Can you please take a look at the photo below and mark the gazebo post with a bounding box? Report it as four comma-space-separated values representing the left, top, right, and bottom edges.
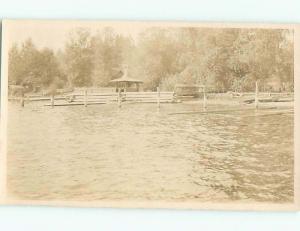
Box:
118, 88, 121, 107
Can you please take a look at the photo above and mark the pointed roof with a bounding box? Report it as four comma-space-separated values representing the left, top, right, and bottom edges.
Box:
110, 68, 143, 83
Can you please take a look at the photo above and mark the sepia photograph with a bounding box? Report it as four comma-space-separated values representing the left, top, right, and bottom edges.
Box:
0, 20, 300, 210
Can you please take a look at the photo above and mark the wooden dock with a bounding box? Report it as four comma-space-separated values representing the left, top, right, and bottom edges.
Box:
9, 88, 177, 107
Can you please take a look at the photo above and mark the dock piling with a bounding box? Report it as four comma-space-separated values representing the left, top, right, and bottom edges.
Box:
50, 94, 54, 108
118, 88, 121, 108
156, 87, 160, 108
84, 89, 87, 107
254, 81, 258, 109
20, 94, 25, 107
203, 86, 207, 109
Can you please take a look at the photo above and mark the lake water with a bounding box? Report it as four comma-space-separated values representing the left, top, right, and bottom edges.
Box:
7, 103, 294, 202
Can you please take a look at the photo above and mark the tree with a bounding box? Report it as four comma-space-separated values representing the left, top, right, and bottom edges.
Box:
65, 28, 93, 87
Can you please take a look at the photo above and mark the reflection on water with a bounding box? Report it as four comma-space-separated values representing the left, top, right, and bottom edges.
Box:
7, 103, 294, 202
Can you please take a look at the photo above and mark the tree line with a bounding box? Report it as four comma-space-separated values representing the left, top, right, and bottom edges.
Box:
8, 28, 294, 92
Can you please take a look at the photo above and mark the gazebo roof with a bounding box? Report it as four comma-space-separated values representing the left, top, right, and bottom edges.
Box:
110, 76, 143, 83
110, 68, 143, 83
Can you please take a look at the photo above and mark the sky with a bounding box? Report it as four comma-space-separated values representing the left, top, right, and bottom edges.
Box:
5, 20, 154, 50
4, 20, 294, 50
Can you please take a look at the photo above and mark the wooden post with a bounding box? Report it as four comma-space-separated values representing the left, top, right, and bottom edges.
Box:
50, 94, 54, 108
254, 81, 258, 109
84, 89, 87, 107
156, 87, 160, 108
203, 85, 207, 109
118, 88, 121, 107
124, 86, 127, 101
20, 93, 25, 107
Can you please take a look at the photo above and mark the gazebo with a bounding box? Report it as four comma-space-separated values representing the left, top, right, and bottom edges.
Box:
110, 68, 143, 91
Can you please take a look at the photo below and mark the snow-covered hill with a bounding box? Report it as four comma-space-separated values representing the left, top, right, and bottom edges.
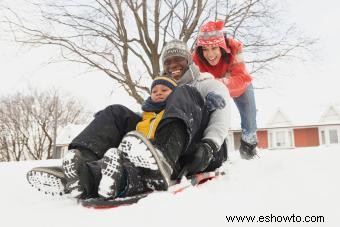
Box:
0, 146, 340, 227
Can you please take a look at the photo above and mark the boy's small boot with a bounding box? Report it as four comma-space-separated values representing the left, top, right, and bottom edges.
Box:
240, 139, 257, 160
118, 131, 172, 191
98, 148, 125, 198
62, 149, 97, 198
26, 166, 68, 196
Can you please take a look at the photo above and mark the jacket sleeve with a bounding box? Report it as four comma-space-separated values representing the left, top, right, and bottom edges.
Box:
201, 78, 230, 148
220, 39, 252, 97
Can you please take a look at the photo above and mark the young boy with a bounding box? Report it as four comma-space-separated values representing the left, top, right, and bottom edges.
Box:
136, 76, 177, 140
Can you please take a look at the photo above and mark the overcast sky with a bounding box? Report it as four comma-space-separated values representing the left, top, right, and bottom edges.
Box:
0, 0, 340, 111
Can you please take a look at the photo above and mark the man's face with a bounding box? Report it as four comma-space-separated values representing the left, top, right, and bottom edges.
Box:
164, 56, 189, 81
151, 84, 172, 102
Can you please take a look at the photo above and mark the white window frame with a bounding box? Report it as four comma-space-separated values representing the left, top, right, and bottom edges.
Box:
319, 125, 340, 146
268, 128, 295, 149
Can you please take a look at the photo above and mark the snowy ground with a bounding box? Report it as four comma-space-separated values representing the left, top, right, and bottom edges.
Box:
0, 146, 340, 227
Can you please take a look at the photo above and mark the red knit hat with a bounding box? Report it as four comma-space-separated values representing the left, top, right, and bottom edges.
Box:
196, 21, 230, 53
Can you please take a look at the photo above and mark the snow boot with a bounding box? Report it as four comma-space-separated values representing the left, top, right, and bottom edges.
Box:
98, 148, 123, 198
26, 166, 68, 196
118, 131, 172, 191
62, 149, 97, 198
240, 140, 257, 160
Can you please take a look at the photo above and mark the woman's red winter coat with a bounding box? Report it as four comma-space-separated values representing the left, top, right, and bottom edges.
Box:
192, 38, 252, 98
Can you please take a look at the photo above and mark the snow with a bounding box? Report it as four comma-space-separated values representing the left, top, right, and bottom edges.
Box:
0, 146, 340, 227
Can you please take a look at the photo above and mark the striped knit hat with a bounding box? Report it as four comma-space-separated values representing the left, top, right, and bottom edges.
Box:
196, 21, 230, 53
162, 39, 192, 65
151, 76, 177, 91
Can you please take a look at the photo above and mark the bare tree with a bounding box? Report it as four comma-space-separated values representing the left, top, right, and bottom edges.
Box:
1, 0, 314, 103
0, 90, 89, 161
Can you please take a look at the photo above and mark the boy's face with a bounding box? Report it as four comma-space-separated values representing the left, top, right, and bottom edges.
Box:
151, 84, 172, 102
164, 56, 189, 81
202, 45, 222, 66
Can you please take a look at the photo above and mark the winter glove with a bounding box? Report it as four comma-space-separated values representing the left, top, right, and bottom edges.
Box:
186, 140, 217, 175
205, 91, 225, 111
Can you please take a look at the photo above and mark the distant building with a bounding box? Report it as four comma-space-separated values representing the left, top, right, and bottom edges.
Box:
229, 105, 340, 150
54, 105, 340, 158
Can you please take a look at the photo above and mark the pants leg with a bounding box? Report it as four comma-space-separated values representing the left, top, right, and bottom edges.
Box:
69, 105, 141, 159
155, 86, 227, 176
234, 84, 257, 144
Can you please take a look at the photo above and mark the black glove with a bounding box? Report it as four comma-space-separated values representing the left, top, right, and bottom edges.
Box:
205, 91, 225, 111
186, 140, 217, 175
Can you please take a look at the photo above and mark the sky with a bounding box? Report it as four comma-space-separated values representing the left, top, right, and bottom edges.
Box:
0, 145, 340, 227
0, 0, 340, 115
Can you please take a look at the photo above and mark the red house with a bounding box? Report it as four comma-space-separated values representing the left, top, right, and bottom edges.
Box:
229, 105, 340, 150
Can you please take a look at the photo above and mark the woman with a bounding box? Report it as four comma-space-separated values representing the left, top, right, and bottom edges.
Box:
192, 21, 257, 160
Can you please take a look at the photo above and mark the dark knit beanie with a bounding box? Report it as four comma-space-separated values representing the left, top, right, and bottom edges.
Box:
151, 76, 177, 91
162, 39, 192, 65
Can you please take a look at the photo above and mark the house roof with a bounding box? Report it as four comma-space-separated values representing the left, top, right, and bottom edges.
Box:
231, 103, 340, 130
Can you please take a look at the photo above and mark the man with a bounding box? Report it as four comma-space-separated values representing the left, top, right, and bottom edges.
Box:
27, 40, 230, 198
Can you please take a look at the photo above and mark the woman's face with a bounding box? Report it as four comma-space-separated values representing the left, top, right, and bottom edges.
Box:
202, 45, 222, 66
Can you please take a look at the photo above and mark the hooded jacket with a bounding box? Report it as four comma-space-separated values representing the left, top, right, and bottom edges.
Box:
192, 38, 252, 98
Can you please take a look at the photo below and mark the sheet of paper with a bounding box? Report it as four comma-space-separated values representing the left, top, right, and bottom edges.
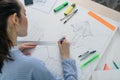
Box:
31, 0, 56, 13
92, 70, 120, 80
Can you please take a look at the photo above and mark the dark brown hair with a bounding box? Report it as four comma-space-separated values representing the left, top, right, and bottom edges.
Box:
0, 0, 21, 73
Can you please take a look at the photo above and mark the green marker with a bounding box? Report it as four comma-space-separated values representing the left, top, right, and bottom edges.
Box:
54, 2, 68, 12
81, 54, 99, 68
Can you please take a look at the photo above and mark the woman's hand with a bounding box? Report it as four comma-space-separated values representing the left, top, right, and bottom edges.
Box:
18, 43, 37, 55
58, 38, 70, 59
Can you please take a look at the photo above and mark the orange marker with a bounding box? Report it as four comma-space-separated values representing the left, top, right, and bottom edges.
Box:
104, 64, 110, 70
88, 11, 115, 31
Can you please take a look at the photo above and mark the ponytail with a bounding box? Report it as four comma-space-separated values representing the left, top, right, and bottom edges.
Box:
0, 0, 20, 73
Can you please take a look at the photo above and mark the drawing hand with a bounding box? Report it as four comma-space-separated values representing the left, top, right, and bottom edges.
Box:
58, 39, 70, 59
18, 43, 37, 55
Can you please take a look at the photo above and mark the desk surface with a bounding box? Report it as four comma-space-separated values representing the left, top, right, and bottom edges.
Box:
70, 0, 120, 22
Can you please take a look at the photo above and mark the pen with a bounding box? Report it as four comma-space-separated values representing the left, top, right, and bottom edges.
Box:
81, 54, 99, 68
80, 50, 96, 60
113, 61, 119, 69
64, 3, 75, 16
104, 64, 110, 70
78, 51, 89, 57
54, 2, 68, 12
64, 9, 78, 24
60, 37, 65, 44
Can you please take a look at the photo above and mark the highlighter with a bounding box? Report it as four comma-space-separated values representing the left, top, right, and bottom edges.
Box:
64, 3, 75, 15
54, 2, 68, 12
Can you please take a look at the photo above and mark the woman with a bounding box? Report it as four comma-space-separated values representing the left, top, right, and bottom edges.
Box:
0, 0, 77, 80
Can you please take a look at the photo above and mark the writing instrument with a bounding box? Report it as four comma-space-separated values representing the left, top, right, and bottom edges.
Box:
64, 9, 78, 24
54, 2, 68, 12
104, 64, 110, 70
64, 3, 75, 16
80, 50, 96, 60
78, 51, 89, 57
113, 61, 119, 69
81, 54, 99, 68
60, 37, 65, 44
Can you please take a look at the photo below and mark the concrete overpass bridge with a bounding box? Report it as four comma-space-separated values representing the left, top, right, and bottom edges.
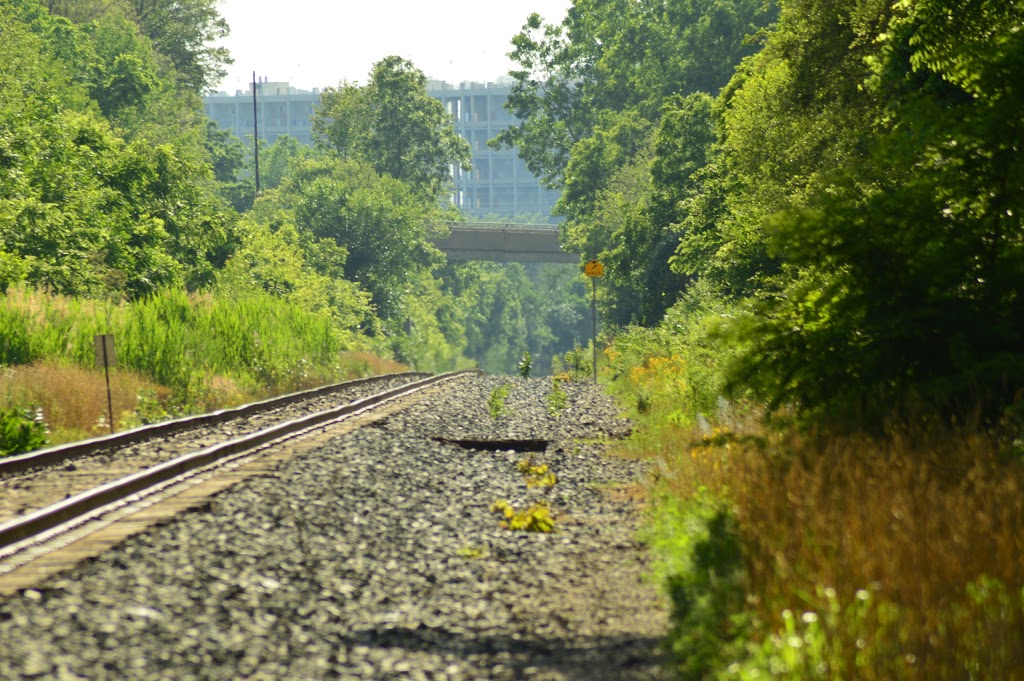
--------
◆ Work to do: Starting at the line containing "the dark brown" and ending after the line containing "58, 38, 70, 59", arrange the records as a JSON list of strings, one string per line, omitting blank lines.

◆ Answer to the task:
[
  "Can you please take a look at the photo above and mark the dark brown hair with a bounding box? Report it as four comma-space-separated values representing the left, top, right, and bottom edges.",
  "Box:",
  "0, 0, 21, 73",
  "Can you please take a look at the photo above and mark the green marker with a bounding box? Report it as four comma-space-separated values representing the left, top, right, and bottom edges.",
  "Box:",
  "54, 2, 68, 12",
  "81, 54, 99, 68",
  "Can you please take a look at the photo above and mark the woman's hand with a bounding box? Report it as four comma-space-separated values representing the left, top, right, and bottom edges.",
  "Box:",
  "18, 43, 37, 55",
  "58, 38, 70, 59"
]